■ **Activity**
All of the data below should be written out exactly.

++++ Data

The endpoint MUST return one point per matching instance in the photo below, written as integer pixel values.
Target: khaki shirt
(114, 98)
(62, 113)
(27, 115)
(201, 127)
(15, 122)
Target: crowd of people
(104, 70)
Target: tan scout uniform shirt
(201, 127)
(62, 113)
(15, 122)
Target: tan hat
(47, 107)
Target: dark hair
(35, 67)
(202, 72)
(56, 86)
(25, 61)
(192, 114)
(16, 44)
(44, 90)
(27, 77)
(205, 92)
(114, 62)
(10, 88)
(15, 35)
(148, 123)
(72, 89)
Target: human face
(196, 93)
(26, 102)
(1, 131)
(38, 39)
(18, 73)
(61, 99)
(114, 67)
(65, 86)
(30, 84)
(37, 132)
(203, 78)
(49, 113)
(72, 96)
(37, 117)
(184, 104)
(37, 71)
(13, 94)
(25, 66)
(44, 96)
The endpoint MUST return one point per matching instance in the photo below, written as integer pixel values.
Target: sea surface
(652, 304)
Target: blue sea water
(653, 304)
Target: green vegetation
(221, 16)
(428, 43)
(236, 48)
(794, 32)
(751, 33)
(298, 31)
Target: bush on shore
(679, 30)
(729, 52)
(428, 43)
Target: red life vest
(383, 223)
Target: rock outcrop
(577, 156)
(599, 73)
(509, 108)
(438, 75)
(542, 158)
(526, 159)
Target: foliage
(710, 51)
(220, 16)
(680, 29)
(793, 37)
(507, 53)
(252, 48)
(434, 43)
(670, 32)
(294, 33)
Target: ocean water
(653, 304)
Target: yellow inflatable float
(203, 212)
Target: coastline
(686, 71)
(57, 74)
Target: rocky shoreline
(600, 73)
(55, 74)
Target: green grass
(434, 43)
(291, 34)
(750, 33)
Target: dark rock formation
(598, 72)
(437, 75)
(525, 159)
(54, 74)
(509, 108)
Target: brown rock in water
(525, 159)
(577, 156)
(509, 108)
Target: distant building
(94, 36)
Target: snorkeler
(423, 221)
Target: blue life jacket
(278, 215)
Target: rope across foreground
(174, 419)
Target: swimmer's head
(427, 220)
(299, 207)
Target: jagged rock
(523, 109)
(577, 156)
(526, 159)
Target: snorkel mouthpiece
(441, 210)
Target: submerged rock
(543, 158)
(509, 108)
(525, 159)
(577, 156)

++++++++

■ **Answer space**
The endpoint MUST return one point per matching instance in the photo below, written as integer pixel values.
Target: khaki shirt
(114, 98)
(62, 113)
(27, 115)
(201, 127)
(15, 122)
Target: crowd of people
(104, 70)
Target: tan scout uniform shirt
(201, 127)
(62, 113)
(15, 122)
Target: tan hat
(47, 107)
Target: dark hair
(35, 67)
(202, 72)
(56, 86)
(25, 61)
(192, 114)
(16, 44)
(44, 90)
(27, 77)
(205, 92)
(114, 62)
(10, 88)
(15, 35)
(148, 123)
(72, 89)
Target: human face
(196, 93)
(26, 102)
(1, 131)
(38, 39)
(18, 73)
(61, 99)
(114, 67)
(65, 86)
(30, 84)
(37, 132)
(203, 78)
(49, 113)
(72, 96)
(37, 117)
(184, 104)
(37, 71)
(13, 94)
(25, 66)
(44, 96)
The endpoint MUST return one point per matching instance in the photo below, written as integer pixel values.
Target: sea surface
(652, 304)
Target: blue sea water
(653, 304)
Target: green vegetation
(221, 16)
(428, 43)
(236, 48)
(794, 32)
(751, 33)
(298, 31)
Target: bush on shore
(679, 30)
(729, 52)
(428, 43)
Target: red life vest
(383, 223)
Target: rock outcrop
(577, 156)
(599, 73)
(509, 108)
(438, 75)
(542, 158)
(526, 159)
Target: foliage
(710, 51)
(220, 16)
(680, 29)
(793, 37)
(507, 53)
(252, 48)
(434, 43)
(670, 32)
(294, 33)
Target: ocean water
(653, 304)
Target: yellow inflatable float
(203, 212)
Target: coastline
(686, 71)
(57, 74)
Target: rocky shoreline
(600, 73)
(55, 74)
Target: green grass
(434, 43)
(291, 34)
(750, 33)
Target: dark rock formation
(598, 72)
(437, 75)
(525, 159)
(54, 74)
(509, 108)
Target: brown rock in water
(525, 159)
(577, 156)
(509, 108)
Target: distant building
(94, 36)
Target: snorkeler
(423, 221)
Target: blue life jacket
(278, 215)
Target: rope across foreground
(174, 419)
Target: swimmer's head
(427, 220)
(299, 207)
Target: jagged rock
(523, 109)
(577, 156)
(526, 159)
Target: snorkel mouthpiece
(441, 210)
Target: submerged rock
(543, 158)
(509, 108)
(525, 159)
(577, 156)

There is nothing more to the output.